### Task brief
State how many lines in the listing below include the word "yellow". Give nothing but the number.

### Input data
◆ ◆ ◆ ◆ ◆ ◆ ◆

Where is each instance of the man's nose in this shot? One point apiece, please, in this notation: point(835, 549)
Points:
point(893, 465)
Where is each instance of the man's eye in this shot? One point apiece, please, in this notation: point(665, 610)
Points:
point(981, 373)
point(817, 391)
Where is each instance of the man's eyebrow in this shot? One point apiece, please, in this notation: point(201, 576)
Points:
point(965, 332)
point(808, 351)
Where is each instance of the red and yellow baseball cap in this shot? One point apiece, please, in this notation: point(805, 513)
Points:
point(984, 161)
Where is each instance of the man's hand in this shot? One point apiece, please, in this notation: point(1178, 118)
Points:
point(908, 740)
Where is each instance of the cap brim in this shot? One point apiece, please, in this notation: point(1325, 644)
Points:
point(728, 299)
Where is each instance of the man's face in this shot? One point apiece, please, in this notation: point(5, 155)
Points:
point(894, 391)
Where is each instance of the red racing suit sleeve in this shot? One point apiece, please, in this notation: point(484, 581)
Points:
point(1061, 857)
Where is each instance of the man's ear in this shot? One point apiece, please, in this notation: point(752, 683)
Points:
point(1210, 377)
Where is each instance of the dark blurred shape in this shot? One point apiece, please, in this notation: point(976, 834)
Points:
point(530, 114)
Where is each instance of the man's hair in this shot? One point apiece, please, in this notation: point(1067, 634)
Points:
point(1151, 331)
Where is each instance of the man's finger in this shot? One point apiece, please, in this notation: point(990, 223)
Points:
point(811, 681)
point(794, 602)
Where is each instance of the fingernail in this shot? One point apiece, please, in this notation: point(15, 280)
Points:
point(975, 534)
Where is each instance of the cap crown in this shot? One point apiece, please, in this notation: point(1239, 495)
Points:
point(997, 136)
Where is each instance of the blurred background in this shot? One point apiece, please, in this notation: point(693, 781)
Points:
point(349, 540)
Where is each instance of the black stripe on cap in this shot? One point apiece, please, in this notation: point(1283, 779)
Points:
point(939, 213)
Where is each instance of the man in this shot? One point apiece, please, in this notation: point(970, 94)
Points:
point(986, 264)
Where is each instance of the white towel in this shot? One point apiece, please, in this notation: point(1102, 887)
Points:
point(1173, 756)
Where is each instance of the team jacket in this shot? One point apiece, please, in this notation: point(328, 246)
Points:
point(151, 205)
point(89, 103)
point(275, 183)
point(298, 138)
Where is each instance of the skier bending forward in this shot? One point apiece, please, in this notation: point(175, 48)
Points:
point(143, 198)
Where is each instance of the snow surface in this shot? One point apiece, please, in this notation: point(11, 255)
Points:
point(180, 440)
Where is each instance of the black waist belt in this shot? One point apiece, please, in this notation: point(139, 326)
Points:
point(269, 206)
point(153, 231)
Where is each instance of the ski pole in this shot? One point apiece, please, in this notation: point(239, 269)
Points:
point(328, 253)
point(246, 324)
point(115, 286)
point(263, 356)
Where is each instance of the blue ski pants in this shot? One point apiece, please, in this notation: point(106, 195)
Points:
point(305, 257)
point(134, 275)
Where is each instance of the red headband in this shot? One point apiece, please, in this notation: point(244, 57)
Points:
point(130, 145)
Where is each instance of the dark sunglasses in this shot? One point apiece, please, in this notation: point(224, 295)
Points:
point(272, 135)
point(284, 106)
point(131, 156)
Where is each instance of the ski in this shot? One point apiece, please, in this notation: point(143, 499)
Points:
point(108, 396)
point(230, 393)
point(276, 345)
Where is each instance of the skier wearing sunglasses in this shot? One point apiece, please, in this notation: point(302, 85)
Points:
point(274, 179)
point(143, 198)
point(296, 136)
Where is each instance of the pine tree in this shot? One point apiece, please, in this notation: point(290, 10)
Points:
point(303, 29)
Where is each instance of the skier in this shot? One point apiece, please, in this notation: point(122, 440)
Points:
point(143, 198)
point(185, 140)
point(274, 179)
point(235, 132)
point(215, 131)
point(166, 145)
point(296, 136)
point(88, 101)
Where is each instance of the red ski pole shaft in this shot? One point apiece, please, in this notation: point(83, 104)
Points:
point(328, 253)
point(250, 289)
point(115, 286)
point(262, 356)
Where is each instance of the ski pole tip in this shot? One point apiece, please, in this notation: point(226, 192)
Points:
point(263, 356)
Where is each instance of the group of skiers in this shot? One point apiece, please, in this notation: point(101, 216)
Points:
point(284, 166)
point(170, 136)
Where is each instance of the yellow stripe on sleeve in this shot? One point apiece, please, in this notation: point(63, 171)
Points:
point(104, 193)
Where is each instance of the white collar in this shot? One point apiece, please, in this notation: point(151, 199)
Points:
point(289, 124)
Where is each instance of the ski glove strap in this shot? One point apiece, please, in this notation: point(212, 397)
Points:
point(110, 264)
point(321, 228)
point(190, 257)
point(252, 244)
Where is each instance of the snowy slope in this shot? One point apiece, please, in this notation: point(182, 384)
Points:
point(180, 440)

◆ ◆ ◆ ◆ ◆ ◆ ◆

### Answer space
2